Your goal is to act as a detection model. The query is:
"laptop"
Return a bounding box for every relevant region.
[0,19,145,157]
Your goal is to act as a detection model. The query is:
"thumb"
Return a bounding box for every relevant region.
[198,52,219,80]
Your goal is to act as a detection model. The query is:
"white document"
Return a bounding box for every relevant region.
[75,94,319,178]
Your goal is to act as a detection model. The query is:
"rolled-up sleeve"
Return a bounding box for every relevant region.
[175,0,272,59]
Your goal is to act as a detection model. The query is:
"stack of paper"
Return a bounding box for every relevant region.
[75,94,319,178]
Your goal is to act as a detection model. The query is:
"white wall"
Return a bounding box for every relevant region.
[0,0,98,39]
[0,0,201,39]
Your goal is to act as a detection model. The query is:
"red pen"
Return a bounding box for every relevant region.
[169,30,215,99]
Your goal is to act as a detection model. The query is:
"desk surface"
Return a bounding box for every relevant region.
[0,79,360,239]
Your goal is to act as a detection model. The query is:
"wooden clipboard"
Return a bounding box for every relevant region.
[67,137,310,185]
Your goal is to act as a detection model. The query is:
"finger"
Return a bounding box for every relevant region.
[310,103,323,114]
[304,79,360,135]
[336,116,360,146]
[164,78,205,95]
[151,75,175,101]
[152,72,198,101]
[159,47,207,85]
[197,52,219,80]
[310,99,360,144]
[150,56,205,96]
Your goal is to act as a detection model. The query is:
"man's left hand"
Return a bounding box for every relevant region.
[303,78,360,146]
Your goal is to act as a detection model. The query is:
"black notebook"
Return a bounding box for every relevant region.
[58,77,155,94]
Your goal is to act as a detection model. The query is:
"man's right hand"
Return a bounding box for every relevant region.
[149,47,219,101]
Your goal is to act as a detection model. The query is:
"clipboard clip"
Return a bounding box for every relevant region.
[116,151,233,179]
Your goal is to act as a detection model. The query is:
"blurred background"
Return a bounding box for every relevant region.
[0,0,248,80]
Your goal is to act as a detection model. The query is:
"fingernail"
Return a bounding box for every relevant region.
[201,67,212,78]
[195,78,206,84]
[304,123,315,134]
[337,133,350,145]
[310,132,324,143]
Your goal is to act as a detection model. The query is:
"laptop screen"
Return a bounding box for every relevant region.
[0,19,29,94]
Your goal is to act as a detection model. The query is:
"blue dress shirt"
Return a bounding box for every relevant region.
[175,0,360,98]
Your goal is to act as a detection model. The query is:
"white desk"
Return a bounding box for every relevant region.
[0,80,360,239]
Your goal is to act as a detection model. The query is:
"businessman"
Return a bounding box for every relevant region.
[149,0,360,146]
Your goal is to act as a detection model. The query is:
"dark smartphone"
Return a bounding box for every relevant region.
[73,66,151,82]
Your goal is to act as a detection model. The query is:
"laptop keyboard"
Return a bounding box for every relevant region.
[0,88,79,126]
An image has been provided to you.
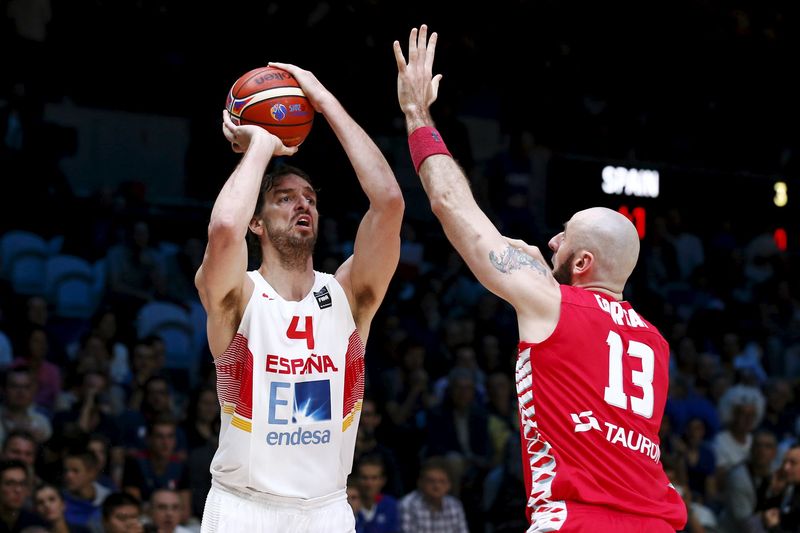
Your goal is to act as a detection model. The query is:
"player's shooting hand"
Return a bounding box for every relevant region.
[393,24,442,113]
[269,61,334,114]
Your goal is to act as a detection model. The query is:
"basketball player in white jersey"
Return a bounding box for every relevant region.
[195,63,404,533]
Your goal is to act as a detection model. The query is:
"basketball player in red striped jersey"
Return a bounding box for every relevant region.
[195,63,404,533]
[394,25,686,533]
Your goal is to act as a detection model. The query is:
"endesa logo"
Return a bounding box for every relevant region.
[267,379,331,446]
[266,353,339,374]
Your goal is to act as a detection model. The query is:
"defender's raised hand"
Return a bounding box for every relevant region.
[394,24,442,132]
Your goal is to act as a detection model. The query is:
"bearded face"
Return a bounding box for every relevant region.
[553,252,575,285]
-----
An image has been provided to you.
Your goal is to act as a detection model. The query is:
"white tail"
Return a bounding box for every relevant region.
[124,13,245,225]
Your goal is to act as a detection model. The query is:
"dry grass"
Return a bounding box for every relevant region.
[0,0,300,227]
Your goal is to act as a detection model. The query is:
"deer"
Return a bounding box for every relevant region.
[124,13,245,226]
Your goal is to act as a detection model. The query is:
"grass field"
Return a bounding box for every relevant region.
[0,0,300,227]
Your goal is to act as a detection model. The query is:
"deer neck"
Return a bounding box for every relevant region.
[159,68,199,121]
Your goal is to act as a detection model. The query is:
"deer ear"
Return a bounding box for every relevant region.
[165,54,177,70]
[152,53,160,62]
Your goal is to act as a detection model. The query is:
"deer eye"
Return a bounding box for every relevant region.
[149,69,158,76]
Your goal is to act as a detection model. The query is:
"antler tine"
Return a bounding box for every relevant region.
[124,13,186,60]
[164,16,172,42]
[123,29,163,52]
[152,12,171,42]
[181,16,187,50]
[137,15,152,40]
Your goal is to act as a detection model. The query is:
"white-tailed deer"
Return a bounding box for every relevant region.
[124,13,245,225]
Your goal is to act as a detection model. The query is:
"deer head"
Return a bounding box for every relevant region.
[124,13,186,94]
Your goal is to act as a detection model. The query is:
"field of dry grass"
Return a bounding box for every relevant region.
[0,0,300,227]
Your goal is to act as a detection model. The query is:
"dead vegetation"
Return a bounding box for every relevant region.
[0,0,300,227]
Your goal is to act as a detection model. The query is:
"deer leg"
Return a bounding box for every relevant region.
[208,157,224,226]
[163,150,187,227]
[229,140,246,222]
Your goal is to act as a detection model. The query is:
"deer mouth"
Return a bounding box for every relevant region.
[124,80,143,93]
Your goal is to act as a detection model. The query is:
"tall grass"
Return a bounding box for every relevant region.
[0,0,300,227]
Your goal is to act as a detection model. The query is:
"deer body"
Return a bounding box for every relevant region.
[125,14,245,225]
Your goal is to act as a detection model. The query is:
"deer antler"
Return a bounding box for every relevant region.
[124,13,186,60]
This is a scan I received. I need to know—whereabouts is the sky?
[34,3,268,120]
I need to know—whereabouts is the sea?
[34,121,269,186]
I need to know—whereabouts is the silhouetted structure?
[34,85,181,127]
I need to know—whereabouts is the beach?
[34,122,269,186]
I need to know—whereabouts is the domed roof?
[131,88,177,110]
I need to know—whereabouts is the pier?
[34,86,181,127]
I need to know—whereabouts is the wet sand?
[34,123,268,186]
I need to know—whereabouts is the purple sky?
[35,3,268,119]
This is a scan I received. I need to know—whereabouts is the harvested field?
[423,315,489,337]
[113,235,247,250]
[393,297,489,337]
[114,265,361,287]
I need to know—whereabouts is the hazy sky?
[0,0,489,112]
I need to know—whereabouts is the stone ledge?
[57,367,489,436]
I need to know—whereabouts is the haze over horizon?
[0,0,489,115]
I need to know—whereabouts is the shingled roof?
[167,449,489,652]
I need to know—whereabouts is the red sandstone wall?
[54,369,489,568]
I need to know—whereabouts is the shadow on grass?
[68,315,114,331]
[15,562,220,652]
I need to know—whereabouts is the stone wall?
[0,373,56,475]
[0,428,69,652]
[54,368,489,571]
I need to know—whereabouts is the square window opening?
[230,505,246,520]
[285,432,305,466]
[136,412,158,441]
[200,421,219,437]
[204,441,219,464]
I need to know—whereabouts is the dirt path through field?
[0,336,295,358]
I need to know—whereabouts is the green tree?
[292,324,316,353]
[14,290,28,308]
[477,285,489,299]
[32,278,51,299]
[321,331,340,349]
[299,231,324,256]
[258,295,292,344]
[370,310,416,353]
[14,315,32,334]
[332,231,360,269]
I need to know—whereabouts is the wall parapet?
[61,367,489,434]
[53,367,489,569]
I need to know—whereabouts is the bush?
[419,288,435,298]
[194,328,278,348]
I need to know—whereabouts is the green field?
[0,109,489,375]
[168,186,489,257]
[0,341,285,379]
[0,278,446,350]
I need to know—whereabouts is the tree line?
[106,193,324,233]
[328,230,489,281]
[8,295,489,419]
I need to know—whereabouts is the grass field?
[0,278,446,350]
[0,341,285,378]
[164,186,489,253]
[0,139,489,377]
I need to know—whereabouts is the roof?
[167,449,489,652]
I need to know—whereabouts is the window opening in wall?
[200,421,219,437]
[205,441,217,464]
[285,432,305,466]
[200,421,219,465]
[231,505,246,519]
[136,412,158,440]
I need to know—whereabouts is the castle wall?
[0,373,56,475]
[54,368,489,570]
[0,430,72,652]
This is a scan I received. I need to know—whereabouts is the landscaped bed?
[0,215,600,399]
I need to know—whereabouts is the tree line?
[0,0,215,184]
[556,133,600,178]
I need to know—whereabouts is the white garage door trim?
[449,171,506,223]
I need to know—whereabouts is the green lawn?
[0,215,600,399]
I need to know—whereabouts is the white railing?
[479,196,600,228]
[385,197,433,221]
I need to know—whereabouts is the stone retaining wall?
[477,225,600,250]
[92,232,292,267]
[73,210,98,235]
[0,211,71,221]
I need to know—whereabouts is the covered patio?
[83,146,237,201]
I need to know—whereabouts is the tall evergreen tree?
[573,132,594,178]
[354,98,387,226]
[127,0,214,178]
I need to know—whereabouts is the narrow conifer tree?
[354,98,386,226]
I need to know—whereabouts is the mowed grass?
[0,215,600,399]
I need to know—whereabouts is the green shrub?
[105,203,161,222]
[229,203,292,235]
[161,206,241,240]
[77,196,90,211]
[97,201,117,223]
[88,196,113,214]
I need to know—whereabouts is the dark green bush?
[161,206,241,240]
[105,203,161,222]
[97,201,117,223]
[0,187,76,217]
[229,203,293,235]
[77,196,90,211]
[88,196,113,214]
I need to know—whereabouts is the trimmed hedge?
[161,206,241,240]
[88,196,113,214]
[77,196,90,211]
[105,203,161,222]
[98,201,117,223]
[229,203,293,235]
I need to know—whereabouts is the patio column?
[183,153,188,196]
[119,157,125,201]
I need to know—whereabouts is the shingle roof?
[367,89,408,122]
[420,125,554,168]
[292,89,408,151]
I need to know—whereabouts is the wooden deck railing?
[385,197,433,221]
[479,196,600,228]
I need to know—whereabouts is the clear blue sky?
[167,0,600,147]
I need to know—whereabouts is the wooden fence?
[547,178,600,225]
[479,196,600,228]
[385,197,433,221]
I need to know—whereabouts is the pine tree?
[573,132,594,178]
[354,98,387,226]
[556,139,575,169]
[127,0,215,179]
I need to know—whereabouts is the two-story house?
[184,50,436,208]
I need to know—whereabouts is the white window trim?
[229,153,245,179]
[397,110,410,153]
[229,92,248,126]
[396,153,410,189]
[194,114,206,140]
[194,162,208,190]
-----
How many lines in the rows contain the word "basketball"? Reply with the number only.

2